··· TEXT BLOCK ···
I don’t buy it. Romney’s problem is not that he’s brought too little executive rigor to the job of running for president. It’s that he’s brought too much. He’s behaved too much like a businessman (or a consultant) and not enough like a politician. His campaign has all the hallmarks of being run by someone looking only at the numbers, someone who lacks a true politician’s appreciation for the other dimensions of a race—a feel for the electorate, a convincing long-term plan for the country. Were he forced to defend himself before a board of directors, Romney would actually have a pretty solid case for doing what he has done. Consider his positions:

The Economy Stinks. History says the weak recovery and high unemployment are Obama’s biggest vulnerabilities, and Romney has appropriately hammered away at them. Americans agree: Most think the country is on the wrong track. (Although the economy isn’t nearly as bad as he claims.)

China is a Menace. Romney has taken such an aggressive stance toward China that his business allies worry he’ll spark a trade war if elected. Romney knows this. So why go so hard after China? Because it’s potent medicine in critical Rust Belt swing states. (Reality check: It’s also highly doubtful he’d follow through on his threats.)

Protect Medicare. Romney—and especially his running mate, Representative Paul Ryan (R-Wisc.)—would like to cut Medicare and other popular entitlements. But in this race, they’re running to Obama’s left, promising to restore the $716 billion cuts made under Obama’s health care law. (And forcing Ryan, who’d previously endorsed the cuts, to flip-flop.) Their motivation: Medicare’s broad popularity.

At the same time, Romney has scrupulously avoided committing to anything that is remotely unpopular, such as naming which tax loopholes he’d close to pay for his agenda. That is to say, he is doing just about everything a close reading of the polls says you should do, and he’s trying hard not to do anything the polls say you shouldn’t do. If a team of Bain consultants were hustled in to pore over the data and devise a strategy, I doubt they would have devised a meaningfully different campaign.

The problem is that politics is about much more than a tactical, short-term reading of the numbers. Candidate skills matter, and the audience in a presidential election is much more variegated than a board of directors. There isn’t much, frankly, that a stiff guy can do to make himself warm and approachable. (Earth tones, anyone?) The glaring weaknesses in Romney’s campaign—the fuzzy details, the inability to convincingly articulate plan for growth, and above all the weird tics and gaffes—are not ones that a businessman’s skills can rectify.
···
TASKS:
A. In the passage on Romney's campaign, what amount of Medicare cuts do Romney and Ryan promise to restore?
B. Copy out the passage on Romney's campaign between "Protect Medicare. Romney—and" and "meaningfully different campaign.", inclusive.
··· GIVEN RECORDS ···
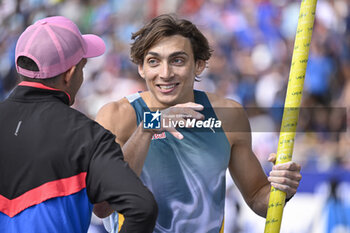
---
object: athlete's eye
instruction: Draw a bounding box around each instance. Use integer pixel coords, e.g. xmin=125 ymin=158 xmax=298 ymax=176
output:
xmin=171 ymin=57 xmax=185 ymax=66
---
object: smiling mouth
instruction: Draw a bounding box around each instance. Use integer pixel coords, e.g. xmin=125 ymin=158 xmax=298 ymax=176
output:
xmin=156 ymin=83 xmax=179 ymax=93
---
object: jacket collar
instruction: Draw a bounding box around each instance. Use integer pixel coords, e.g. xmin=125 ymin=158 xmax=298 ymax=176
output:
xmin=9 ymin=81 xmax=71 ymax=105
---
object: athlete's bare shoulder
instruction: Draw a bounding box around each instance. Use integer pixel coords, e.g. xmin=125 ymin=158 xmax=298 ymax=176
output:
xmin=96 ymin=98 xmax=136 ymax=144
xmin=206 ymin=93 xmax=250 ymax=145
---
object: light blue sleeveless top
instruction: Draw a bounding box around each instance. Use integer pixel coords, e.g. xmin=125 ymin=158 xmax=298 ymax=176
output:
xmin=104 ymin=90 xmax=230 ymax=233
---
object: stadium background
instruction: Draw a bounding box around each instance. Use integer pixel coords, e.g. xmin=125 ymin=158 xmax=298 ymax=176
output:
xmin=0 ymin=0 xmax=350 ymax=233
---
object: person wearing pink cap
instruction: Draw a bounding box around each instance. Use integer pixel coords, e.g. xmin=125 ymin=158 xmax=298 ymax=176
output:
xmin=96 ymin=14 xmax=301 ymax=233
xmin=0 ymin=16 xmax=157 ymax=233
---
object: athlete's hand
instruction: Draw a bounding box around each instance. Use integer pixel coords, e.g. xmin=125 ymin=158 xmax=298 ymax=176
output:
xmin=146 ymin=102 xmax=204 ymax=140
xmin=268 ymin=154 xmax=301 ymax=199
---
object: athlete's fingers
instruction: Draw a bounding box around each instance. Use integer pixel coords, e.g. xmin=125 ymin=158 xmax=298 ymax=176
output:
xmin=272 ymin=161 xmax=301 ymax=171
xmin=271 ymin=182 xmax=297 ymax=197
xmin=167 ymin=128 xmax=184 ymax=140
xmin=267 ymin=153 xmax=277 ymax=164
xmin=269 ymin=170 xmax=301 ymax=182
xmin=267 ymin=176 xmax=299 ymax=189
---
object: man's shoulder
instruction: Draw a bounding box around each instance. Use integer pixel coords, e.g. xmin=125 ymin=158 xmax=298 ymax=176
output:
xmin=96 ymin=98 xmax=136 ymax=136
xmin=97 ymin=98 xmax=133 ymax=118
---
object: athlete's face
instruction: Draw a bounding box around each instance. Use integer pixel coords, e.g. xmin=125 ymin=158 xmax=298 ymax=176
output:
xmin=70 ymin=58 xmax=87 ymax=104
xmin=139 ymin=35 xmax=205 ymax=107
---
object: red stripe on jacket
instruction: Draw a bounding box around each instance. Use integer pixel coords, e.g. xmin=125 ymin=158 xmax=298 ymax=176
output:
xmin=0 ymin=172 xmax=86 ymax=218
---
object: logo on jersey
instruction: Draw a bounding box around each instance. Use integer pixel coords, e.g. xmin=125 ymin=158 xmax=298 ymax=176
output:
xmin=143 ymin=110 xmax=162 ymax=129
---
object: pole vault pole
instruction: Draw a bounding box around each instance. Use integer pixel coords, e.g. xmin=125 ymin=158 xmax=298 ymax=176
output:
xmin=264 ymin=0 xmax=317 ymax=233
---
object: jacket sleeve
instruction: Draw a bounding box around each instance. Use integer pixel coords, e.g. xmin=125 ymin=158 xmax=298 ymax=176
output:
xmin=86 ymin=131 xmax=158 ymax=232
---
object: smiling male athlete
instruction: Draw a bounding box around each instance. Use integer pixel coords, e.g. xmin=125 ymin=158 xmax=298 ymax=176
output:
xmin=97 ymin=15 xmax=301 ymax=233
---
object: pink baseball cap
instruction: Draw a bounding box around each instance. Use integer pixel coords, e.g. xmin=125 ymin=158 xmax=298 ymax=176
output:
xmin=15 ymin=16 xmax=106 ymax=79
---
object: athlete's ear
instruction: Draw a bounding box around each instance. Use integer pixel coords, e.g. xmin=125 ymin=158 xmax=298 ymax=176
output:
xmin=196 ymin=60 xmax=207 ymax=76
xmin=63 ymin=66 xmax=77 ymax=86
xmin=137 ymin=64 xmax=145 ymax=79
···
RESULTS:
A. The $716 billion in cuts made under Obama's health care law.

B.
Protect Medicare. Romney—and especially his running mate, Representative Paul Ryan (R-Wisc.)—would like to cut Medicare and other popular entitlements. But in this race, they’re running to Obama’s left, promising to restore the $716 billion cuts made under Obama’s health care law. (And forcing Ryan, who’d previously endorsed the cuts, to flip-flop.) Their motivation: Medicare’s broad popularity.

At the same time, Romney has scrupulously avoided committing to anything that is remotely unpopular, such as naming which tax loopholes he’d close to pay for his agenda. That is to say, he is doing just about everything a close reading of the polls says you should do, and he’s trying hard not to do anything the polls say you shouldn’t do. If a team of Bain consultants were hustled in to pore over the data and devise a strategy, I doubt they would have devised a meaningfully different campaign.